10. Tendo em conta as conclusões da motivação, este Tribunal é, pois, chamado a apreciar e decidir se o acórdão da Relação, ao confirmar a condenação na pena única de 9 anos de prisão, violou o regime de determinação da medida da pena, em desrespeito pelos critérios de adequação e proporcionalidade que lhe presidem.

11. O acórdão do Tribunal da Relação que aprecia a aplicação da pena única encontra-se fundamentado nos seguintes termos:

«Foi, ainda, o recorrente condenado na pena única de 9 anos de prisão efetiva, operado o cúmulo jurídico das penas parcelares.

Quanto à medida das penas parcelares cumpre atender ao disposto no artigo 40.º, n.ºs 1 e 2 do CP: «A aplicação de penas e de medidas de segurança visa a protecção de bens jurídicos e a reintegração do agente na sociedade e em caso algum a pena pode ultrapassar a medida da culpa.»

O mencionado regime tem o seu fundamento nos artigos 18.º, n.º 2 e 27.º, n.º 2 da CRP, nos termos em que o primeiro, consagra que os direitos, liberdades e garantias dos cidadãos só podem ser restringidos nos casos taxativos ali previstos e a segunda norma que restringe a aplicação de uma pena privativa da liberdade ao princípio da proporcionalidade (na dupla vertente necessidade e adequação), não podendo a pena ultrapassar a medida da culpa.

============

TAREFAS A FAZER –
a) Segundo o texto sobre a pena única, em que artigos da Constituição se apoia o regime do artigo 40.º do CP? Explique o que cada um deles estabelece.
b) No texto sobre a pena única, qual foi a pena única aplicada ao recorrente?
c) Escreva a continuação do texto sobre a pena única, a partir do ponto em que ele termina.

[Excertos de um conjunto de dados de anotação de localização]
============

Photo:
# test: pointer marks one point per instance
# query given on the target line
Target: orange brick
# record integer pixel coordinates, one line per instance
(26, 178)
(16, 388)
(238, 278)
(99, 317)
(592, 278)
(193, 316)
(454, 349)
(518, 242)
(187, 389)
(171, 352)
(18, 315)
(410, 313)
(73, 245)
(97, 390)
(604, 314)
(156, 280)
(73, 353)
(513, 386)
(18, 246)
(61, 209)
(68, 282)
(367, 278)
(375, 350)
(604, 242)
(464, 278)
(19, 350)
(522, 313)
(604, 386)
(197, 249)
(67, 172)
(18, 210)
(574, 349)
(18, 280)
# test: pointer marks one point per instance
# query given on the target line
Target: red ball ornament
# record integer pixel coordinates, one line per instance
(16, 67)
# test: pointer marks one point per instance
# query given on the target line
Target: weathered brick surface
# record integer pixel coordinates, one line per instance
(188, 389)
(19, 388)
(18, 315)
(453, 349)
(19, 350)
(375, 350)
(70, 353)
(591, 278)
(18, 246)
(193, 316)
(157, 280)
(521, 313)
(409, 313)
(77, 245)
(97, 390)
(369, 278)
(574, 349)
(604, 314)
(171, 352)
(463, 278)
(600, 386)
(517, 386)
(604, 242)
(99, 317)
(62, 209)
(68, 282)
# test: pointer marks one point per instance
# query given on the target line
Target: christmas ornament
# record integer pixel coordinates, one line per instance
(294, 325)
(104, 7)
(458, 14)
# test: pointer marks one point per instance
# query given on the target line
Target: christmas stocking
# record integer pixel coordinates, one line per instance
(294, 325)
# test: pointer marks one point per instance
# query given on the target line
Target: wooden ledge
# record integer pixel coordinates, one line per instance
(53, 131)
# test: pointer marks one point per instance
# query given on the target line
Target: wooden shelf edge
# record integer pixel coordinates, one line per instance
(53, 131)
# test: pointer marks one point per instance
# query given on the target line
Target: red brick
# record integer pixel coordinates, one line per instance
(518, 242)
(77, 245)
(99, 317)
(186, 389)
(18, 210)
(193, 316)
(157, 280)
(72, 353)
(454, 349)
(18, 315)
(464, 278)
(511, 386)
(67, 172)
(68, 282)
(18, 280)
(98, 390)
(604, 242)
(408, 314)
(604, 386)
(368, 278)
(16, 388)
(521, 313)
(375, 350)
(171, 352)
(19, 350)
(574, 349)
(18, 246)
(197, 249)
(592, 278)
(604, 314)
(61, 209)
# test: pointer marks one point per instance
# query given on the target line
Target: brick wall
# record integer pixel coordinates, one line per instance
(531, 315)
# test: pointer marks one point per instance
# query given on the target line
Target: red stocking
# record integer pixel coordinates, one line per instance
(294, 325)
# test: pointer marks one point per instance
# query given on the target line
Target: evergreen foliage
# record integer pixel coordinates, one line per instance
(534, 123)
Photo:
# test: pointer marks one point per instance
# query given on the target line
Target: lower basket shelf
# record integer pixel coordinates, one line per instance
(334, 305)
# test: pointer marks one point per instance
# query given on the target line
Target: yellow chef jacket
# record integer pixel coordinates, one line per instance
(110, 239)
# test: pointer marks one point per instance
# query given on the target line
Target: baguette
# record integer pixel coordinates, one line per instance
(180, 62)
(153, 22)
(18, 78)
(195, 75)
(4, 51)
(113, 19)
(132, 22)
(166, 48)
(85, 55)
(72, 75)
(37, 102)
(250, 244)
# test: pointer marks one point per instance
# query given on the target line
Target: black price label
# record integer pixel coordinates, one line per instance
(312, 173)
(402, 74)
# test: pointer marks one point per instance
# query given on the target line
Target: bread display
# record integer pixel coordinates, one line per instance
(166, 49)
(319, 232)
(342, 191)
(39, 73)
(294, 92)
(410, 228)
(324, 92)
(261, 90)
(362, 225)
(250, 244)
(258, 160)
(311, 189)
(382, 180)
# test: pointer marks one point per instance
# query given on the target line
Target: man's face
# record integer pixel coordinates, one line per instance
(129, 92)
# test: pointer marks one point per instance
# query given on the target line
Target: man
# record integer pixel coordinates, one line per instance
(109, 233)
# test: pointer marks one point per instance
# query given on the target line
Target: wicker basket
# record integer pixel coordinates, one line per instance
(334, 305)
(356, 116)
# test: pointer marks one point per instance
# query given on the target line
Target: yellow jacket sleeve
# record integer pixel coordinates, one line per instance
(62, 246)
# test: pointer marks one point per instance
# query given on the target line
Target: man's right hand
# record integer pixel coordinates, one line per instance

============

RESPOSTAS POR TAREFA –
a) O regime apoia-se nos artigos 18.º, n.º 2 e 27.º, n.º 2 da CRP. O primeiro diz que os direitos, liberdades e garantias dos cidadãos só podem ser restringidos nos casos ali previstos. O segundo sujeita a pena de prisão ao princípio da proporcionalidade, na dupla vertente de necessidade e adequação, e não deixa que a pena ultrapasse a medida da culpa.

b) Foi uma pena única de 9 anos de prisão efetiva, depois do cúmulo jurídico das penas parcelares.

c)
No concernente à determinação em concreto da medida da pena, o artigo 71.º, n.ºs 1 e 2 do CP, estabelece os critérios a serem seguidos e exemplifica as circunstâncias a serem atendidas pelo Tribunal:

- Exigências de prevenção geral positiva ou de integração, com a finalidade de restabelecer da paz jurídica comunitária posta em causa pelo comportamento criminal.

- Exigências de prevenção especial, nomeadamente da prevenção especial positiva ou de socialização, ou, da prevenção negativa.

Revertendo ao caso concreto no referente à determinação da medida da pena a aplicar, escreveu-se no acórdão recorrido, designadamente, o seguinte:

«No caso em apreço, embora não sejam conhecidos antecedentes criminais ao Arguido e o mesmo se mostre socialmente inserido, não podemos deixar de considerar a compulsividade do seu comportamento ilícito globalmente considerado, revelado pelo número de vezes em que veio a praticar os factos pelos quais vai ora condenado, sobre duas vítimas, suas netas. De resto, não se denotou da parte do Arguido qualquer capacidade de auto-censura que permitisse ao mesmo reflectir sobre a censurabilidade das suas condutas e os danos causados às vítimas e, desse modo, inverter caminho.

Assim e ao nível das exigências de prevenção especial, entende-se desaconselhada a aplicação de outra pena que não a privativa da liberdade.

Quanto às exigências de prevenção geral, também estas se revelam prementes, dado, designadamente, ao aumento de casos similares de que se vem tendo notícia e a forte repulsa que este tipo de criminalidade causa na comunidade, impondo-se uma intervenção firme por parte da Justiça.

Não se mostra, pois, possível fazer um juízo positivo quanto às finalidades de prevenção geral positiva de integração (protecção de bens jurídicos) e de prevenção especial (integração do agente).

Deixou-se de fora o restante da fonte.